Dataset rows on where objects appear

= = =

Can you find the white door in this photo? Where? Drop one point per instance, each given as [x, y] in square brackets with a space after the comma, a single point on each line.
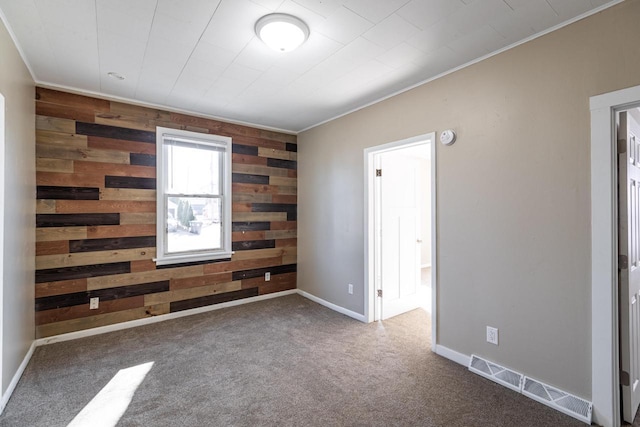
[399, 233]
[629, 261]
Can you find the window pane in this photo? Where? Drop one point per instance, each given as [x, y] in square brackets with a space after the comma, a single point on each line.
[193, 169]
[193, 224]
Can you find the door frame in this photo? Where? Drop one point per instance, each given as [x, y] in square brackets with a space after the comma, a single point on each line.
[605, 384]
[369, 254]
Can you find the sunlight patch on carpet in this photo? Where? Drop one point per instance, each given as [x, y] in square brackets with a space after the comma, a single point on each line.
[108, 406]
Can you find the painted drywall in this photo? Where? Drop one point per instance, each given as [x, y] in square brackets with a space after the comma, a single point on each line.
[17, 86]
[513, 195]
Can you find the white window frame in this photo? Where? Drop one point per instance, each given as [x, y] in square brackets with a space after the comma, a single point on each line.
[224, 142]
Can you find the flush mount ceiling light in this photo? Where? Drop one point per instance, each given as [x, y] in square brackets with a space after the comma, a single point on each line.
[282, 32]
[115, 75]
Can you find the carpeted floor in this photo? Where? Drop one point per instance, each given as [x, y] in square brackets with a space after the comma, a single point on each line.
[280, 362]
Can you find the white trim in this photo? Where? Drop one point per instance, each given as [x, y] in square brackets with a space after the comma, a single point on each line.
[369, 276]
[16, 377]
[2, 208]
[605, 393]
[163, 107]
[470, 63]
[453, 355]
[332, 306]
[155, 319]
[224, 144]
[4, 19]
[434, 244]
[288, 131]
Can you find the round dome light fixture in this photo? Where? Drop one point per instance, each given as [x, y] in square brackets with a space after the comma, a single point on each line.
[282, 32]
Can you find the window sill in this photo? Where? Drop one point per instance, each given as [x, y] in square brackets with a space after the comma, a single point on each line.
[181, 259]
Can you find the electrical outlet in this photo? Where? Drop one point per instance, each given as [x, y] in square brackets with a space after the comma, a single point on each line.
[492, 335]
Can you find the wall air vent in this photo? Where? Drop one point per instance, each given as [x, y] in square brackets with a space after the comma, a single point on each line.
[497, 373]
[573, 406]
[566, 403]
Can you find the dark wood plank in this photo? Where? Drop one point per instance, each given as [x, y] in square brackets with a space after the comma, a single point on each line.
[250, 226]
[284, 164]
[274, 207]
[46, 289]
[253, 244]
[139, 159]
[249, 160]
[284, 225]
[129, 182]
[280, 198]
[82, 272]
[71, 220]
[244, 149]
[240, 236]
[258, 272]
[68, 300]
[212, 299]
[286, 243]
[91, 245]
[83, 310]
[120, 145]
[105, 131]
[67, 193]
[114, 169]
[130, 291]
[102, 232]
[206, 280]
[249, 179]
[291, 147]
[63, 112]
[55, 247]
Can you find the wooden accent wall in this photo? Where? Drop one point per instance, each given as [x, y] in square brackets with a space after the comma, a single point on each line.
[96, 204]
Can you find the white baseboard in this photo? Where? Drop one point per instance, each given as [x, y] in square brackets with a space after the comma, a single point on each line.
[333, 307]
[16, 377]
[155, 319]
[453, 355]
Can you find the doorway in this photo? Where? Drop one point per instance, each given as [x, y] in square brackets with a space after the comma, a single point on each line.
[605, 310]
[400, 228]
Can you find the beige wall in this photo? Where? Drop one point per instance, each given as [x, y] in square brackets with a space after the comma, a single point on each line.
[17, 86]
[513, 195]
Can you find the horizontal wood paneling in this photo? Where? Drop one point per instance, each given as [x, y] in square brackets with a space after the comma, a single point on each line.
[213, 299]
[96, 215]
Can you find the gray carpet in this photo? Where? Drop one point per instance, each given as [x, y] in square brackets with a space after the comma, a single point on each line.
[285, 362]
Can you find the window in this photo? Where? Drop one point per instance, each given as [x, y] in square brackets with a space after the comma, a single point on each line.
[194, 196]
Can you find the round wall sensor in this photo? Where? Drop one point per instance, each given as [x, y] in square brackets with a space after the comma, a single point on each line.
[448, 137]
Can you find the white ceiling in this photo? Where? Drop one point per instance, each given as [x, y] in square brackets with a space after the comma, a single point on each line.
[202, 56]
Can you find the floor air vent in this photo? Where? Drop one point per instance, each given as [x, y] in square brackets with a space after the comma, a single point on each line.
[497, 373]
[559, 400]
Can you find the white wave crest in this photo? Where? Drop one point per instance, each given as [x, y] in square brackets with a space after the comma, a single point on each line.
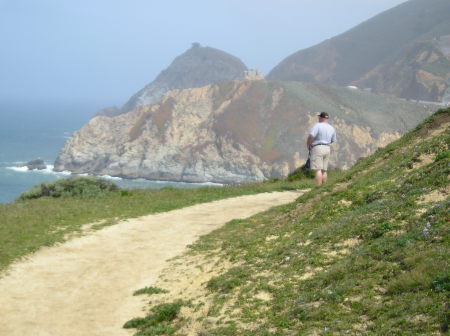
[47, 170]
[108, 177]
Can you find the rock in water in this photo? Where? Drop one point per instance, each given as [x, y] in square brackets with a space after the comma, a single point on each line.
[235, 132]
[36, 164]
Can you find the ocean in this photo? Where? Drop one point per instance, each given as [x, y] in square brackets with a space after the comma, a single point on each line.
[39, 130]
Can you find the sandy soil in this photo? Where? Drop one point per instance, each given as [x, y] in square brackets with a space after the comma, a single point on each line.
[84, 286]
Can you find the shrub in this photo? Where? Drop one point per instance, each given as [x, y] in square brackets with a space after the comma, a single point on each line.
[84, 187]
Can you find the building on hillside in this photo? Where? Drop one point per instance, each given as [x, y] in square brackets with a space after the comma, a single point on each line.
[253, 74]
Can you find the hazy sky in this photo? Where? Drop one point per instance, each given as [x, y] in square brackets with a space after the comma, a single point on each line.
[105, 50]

= = =

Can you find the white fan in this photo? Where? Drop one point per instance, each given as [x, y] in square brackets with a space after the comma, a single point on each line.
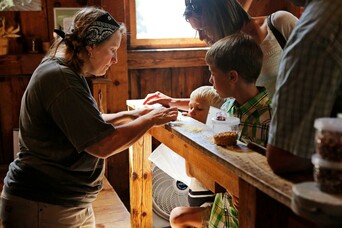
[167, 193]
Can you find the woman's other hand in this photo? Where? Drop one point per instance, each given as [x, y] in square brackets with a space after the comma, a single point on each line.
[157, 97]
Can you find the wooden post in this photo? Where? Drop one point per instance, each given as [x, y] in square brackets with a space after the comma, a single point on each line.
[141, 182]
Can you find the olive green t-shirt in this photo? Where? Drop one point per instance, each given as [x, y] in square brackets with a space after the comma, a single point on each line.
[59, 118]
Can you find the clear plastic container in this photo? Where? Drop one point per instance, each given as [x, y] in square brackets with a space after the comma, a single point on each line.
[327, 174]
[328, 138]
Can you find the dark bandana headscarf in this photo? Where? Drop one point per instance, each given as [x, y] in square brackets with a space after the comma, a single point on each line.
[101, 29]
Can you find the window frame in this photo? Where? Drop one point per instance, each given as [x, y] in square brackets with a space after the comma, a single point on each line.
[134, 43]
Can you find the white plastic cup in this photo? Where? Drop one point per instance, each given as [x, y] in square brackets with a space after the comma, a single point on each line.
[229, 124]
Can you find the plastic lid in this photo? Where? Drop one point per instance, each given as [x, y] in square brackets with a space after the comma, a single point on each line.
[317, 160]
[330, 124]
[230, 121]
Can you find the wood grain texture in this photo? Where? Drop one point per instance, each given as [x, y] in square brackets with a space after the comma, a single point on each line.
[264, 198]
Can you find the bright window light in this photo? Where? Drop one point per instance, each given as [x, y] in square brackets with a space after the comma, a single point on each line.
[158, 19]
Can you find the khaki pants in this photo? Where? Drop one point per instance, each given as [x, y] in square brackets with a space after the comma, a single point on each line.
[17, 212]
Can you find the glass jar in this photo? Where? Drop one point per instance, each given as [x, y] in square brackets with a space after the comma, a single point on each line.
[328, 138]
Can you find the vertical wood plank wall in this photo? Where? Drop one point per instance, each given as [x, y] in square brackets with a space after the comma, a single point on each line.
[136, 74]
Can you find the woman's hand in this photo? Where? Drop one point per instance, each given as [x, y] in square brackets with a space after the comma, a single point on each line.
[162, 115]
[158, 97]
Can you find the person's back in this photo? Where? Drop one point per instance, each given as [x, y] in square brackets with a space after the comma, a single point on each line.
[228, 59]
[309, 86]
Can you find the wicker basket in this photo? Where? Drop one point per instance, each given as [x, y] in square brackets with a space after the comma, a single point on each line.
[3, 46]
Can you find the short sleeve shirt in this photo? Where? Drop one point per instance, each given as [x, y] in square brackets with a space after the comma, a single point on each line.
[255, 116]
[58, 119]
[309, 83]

= = =

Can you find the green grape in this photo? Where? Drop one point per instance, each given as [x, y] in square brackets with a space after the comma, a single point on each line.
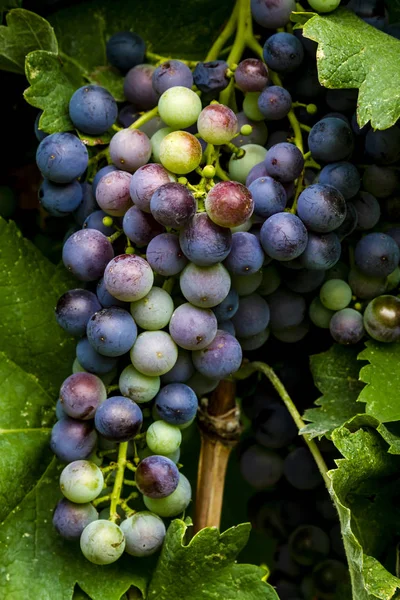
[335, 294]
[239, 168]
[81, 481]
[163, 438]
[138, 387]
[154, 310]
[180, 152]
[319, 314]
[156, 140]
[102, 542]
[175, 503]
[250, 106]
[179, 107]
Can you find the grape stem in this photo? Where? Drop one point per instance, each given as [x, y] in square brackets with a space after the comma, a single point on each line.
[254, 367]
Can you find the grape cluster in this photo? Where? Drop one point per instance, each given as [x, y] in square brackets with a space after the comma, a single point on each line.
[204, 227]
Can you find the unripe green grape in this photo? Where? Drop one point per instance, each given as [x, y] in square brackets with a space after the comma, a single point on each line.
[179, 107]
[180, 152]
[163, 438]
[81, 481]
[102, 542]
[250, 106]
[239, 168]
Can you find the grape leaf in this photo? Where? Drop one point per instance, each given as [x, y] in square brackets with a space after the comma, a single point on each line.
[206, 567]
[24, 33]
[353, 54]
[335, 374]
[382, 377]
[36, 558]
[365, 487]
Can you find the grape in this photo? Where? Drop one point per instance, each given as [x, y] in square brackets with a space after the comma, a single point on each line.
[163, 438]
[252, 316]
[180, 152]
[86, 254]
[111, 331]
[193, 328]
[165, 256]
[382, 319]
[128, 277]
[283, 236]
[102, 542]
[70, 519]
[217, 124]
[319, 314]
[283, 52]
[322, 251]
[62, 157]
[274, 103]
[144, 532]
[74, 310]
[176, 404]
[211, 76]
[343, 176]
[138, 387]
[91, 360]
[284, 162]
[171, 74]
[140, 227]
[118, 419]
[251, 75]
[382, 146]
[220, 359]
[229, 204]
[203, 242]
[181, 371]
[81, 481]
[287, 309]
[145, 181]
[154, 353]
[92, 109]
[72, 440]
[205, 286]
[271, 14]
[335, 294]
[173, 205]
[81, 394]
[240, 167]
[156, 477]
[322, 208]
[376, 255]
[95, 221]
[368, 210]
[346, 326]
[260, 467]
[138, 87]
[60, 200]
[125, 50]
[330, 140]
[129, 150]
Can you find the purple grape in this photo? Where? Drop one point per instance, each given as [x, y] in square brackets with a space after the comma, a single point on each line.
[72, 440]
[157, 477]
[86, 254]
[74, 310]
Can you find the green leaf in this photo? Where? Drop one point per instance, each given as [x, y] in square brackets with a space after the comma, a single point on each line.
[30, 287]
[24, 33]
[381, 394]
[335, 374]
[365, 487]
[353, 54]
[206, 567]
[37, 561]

= = =

## AIM
Return each line of the material above that contains the string "floor", matching case exactly.

## WRITTEN SOLUTION
Can you find the carpeted floor in this photo? Where? Drop one point per instance, each given as [x, y] in square brackets with a space after the comma, a single point on each line.
Can you find the floor air vent in this photo? Where? Drop one point per instance, each given as [x, y] in square brackets with a space after the comma, a single point on each line.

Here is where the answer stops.